Dataset records

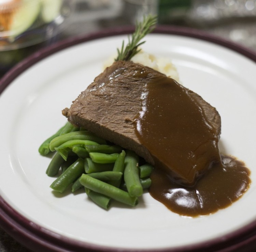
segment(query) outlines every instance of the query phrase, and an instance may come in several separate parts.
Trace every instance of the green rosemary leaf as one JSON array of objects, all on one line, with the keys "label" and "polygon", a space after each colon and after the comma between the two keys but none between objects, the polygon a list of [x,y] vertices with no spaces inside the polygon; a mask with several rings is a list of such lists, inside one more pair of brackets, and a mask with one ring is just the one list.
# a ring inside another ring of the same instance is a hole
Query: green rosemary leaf
[{"label": "green rosemary leaf", "polygon": [[117,57],[115,61],[129,60],[138,53],[140,51],[140,49],[138,49],[138,47],[145,43],[145,41],[139,42],[147,34],[155,29],[157,21],[156,16],[149,15],[144,17],[141,22],[137,22],[131,38],[128,36],[128,43],[126,46],[124,47],[124,42],[123,41],[121,49],[117,49]]}]

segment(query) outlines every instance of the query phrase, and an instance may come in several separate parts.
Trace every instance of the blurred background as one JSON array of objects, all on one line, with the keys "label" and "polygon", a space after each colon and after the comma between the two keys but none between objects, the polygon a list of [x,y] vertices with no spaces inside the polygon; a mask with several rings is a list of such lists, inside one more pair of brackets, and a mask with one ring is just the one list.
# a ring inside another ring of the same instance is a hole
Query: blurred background
[{"label": "blurred background", "polygon": [[[256,0],[0,0],[0,78],[42,47],[150,13],[159,25],[199,29],[256,52]],[[0,228],[0,251],[28,251]]]}]

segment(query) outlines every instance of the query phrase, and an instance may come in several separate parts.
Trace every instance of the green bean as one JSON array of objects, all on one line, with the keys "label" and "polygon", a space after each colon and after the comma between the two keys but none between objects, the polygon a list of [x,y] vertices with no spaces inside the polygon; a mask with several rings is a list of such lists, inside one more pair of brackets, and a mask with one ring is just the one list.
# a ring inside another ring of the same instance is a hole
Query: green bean
[{"label": "green bean", "polygon": [[87,174],[82,174],[80,178],[80,182],[84,186],[92,191],[101,193],[124,204],[134,206],[138,203],[137,197],[131,196],[127,192],[92,178]]},{"label": "green bean", "polygon": [[84,160],[80,158],[71,164],[51,185],[55,191],[63,192],[84,172]]},{"label": "green bean", "polygon": [[56,152],[49,164],[46,170],[46,174],[49,177],[55,176],[58,173],[60,167],[65,161],[62,157]]},{"label": "green bean", "polygon": [[119,172],[113,172],[112,171],[108,171],[105,172],[93,172],[88,173],[90,177],[97,178],[99,180],[105,181],[108,180],[120,180],[123,176],[123,173]]},{"label": "green bean", "polygon": [[96,142],[96,145],[106,143],[105,140],[96,137],[88,131],[76,131],[59,136],[53,139],[50,143],[50,149],[54,151],[56,148],[65,142],[74,140],[89,140]]},{"label": "green bean", "polygon": [[77,131],[79,129],[79,127],[76,127],[73,124],[71,124],[69,122],[68,122],[64,126],[61,130],[60,136],[63,135],[65,134],[72,132],[74,131]]},{"label": "green bean", "polygon": [[[89,146],[87,145],[87,146]],[[94,145],[94,146],[97,146],[97,145]],[[72,151],[82,158],[85,158],[89,157],[89,153],[83,147],[74,146],[72,148]]]},{"label": "green bean", "polygon": [[112,171],[113,165],[112,163],[100,164],[95,163],[89,158],[84,160],[84,169],[86,173]]},{"label": "green bean", "polygon": [[46,156],[51,152],[50,149],[50,142],[54,138],[59,136],[65,126],[61,128],[55,134],[50,137],[41,144],[38,149],[39,153],[43,156]]},{"label": "green bean", "polygon": [[[124,173],[124,171],[125,169],[125,152],[123,150],[122,152],[118,155],[118,157],[116,159],[113,168],[113,172],[119,172]],[[122,178],[118,180],[111,180],[109,183],[114,186],[116,187],[119,187],[122,180]]]},{"label": "green bean", "polygon": [[[59,154],[58,152],[56,153]],[[61,164],[61,168],[62,172],[64,172],[77,159],[77,156],[68,156],[67,161],[65,161],[63,158],[61,158],[64,161],[64,162]]]},{"label": "green bean", "polygon": [[144,178],[149,177],[153,170],[153,167],[148,163],[143,164],[139,167],[140,177]]},{"label": "green bean", "polygon": [[[149,188],[151,184],[151,180],[149,178],[141,178],[140,179],[140,181],[143,189],[147,189]],[[120,188],[122,190],[127,191],[126,185],[124,182],[121,184],[120,185]]]},{"label": "green bean", "polygon": [[80,188],[83,187],[83,185],[80,183],[80,181],[79,180],[80,179],[80,177],[78,178],[77,178],[77,179],[76,179],[74,183],[73,183],[71,188],[72,192],[74,192],[79,189],[80,189]]},{"label": "green bean", "polygon": [[100,144],[97,145],[88,145],[85,146],[88,152],[99,152],[105,154],[119,153],[122,151],[122,148],[118,145]]},{"label": "green bean", "polygon": [[90,152],[90,157],[95,163],[114,163],[118,157],[118,153],[105,154],[99,152]]},{"label": "green bean", "polygon": [[139,175],[139,156],[134,152],[126,151],[124,178],[128,192],[131,196],[139,197],[143,193]]},{"label": "green bean", "polygon": [[96,142],[90,141],[89,140],[74,139],[70,140],[69,141],[64,143],[59,147],[55,148],[55,149],[61,155],[65,160],[67,160],[69,152],[72,149],[74,145],[81,146],[84,146],[86,145],[97,144],[97,143]]},{"label": "green bean", "polygon": [[89,197],[95,203],[105,209],[108,209],[110,205],[111,199],[101,193],[94,192],[85,187],[85,192]]}]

Work required
Rewrite all the data above with "Trace" swapped for "Outline" everywhere and nothing else altered. Omit the pictures from your answer.

Reply to the exercise
segment(query) outlines every instance of the query phrase, and an instance may come in several separate parts.
Outline every instance of the green rosemary leaf as one JSON array of objects, all on one line, with the keys "label" and "polygon", a space after each colon and after the comma between the two keys but none between objects, the polygon a list of [x,y] vertices with no spaces inside the polygon; a mask with several rings is a list of such lists, inside one more pair of brackets, and a mask with one ring is just the one list.
# a ring inside another ring of the same instance is a hole
Query: green rosemary leaf
[{"label": "green rosemary leaf", "polygon": [[117,57],[115,61],[129,60],[138,53],[140,51],[140,49],[138,49],[138,47],[145,43],[145,41],[139,42],[147,34],[155,29],[157,21],[156,16],[149,15],[144,17],[141,22],[137,22],[131,38],[128,36],[128,43],[126,46],[124,47],[124,42],[123,41],[121,49],[117,49]]}]

segment(query) outlines every instance of the query phrase, and an instance may come in several separate parts.
Outline every instance of the blurred background as one JSON array of objects, all on one line, with the keys "label" and "polygon", a space after each colon and after the comma between the two keys but none between objects, the polygon a list of [x,y] vertices with no spaces inside the polygon; a mask with several rings is a list of such lists, inside one more pair of brackets, and a mask with one ring is just the one list.
# a ring inside another ring of the same instance is a hole
Query: blurred background
[{"label": "blurred background", "polygon": [[[256,0],[0,0],[0,78],[42,47],[150,13],[159,25],[199,29],[256,52]],[[0,228],[0,251],[28,251]]]}]

segment(query) outlines every instance of the query phrase, and an instance may come in several separate parts.
Outline every instance of the green bean as one JSON array of objects, all on one line, with the keys "label" and "polygon", a space after each colon and after the comma between the two keys but none between objects, the polygon a list of [x,y] vertices with no spaces inside the polygon; a mask with several rings is a list of such lists, inside one more pair of brackets, and a mask with one ring is just the one list.
# a ring inside another ring of the same instance is a hole
Query: green bean
[{"label": "green bean", "polygon": [[87,174],[82,174],[80,178],[80,182],[84,186],[92,191],[101,193],[124,204],[134,206],[138,203],[137,197],[131,196],[127,192],[92,178]]},{"label": "green bean", "polygon": [[84,160],[80,158],[71,164],[51,185],[55,191],[63,192],[84,172]]},{"label": "green bean", "polygon": [[56,152],[49,164],[46,170],[46,174],[49,177],[55,176],[58,173],[60,167],[65,161],[62,157]]},{"label": "green bean", "polygon": [[119,172],[113,172],[112,171],[108,171],[105,172],[93,172],[88,173],[90,177],[97,178],[99,180],[105,181],[108,180],[120,180],[123,176],[123,173]]},{"label": "green bean", "polygon": [[96,142],[96,145],[106,143],[105,140],[96,137],[88,131],[76,131],[59,136],[53,139],[50,143],[50,149],[54,151],[56,148],[65,142],[74,140],[89,140]]},{"label": "green bean", "polygon": [[77,131],[79,129],[79,127],[76,127],[73,124],[71,124],[69,122],[68,122],[64,126],[61,130],[60,136],[63,135],[65,134],[72,132],[74,131]]},{"label": "green bean", "polygon": [[[89,146],[87,145],[87,146]],[[94,145],[94,146],[97,146],[97,145]],[[72,151],[82,158],[85,158],[89,157],[89,153],[83,147],[74,146],[72,148]]]},{"label": "green bean", "polygon": [[112,171],[113,165],[112,163],[100,164],[95,163],[89,158],[84,160],[84,169],[86,173]]},{"label": "green bean", "polygon": [[46,156],[51,152],[50,149],[50,142],[54,138],[59,136],[65,126],[61,128],[55,134],[50,137],[41,144],[38,149],[39,153],[43,156]]},{"label": "green bean", "polygon": [[[124,173],[124,171],[125,169],[125,152],[123,150],[122,152],[118,155],[118,157],[116,159],[113,168],[113,172],[119,172]],[[122,178],[118,180],[111,180],[109,183],[114,186],[116,187],[119,187],[122,180]]]},{"label": "green bean", "polygon": [[[59,154],[58,152],[56,153]],[[61,164],[61,168],[62,172],[64,172],[77,159],[77,156],[68,156],[67,161],[65,161],[63,158],[61,158],[64,161],[64,162]]]},{"label": "green bean", "polygon": [[144,178],[149,177],[153,170],[153,167],[148,163],[143,164],[139,167],[140,177]]},{"label": "green bean", "polygon": [[[149,188],[151,184],[151,180],[149,178],[141,178],[140,179],[140,181],[143,189],[147,189]],[[120,188],[122,190],[127,191],[126,185],[124,182],[121,184],[120,185]]]},{"label": "green bean", "polygon": [[80,188],[83,187],[83,185],[80,183],[80,181],[79,180],[80,179],[80,177],[78,178],[77,178],[77,179],[76,179],[74,183],[73,183],[71,188],[72,192],[74,192],[79,189],[80,189]]},{"label": "green bean", "polygon": [[100,144],[97,145],[88,145],[85,146],[88,152],[99,152],[105,154],[119,153],[122,151],[122,148],[118,145]]},{"label": "green bean", "polygon": [[90,152],[90,157],[95,163],[114,163],[118,157],[118,153],[105,154],[99,152]]},{"label": "green bean", "polygon": [[139,175],[139,156],[134,152],[126,151],[124,178],[128,192],[131,196],[139,197],[143,193]]},{"label": "green bean", "polygon": [[96,142],[90,141],[89,140],[74,139],[70,140],[69,141],[64,143],[59,147],[55,148],[55,149],[61,155],[65,160],[67,160],[69,152],[72,149],[74,145],[81,146],[84,146],[86,145],[97,144],[97,143]]},{"label": "green bean", "polygon": [[89,197],[95,203],[105,209],[108,209],[110,205],[111,199],[101,193],[94,192],[85,187],[85,192]]}]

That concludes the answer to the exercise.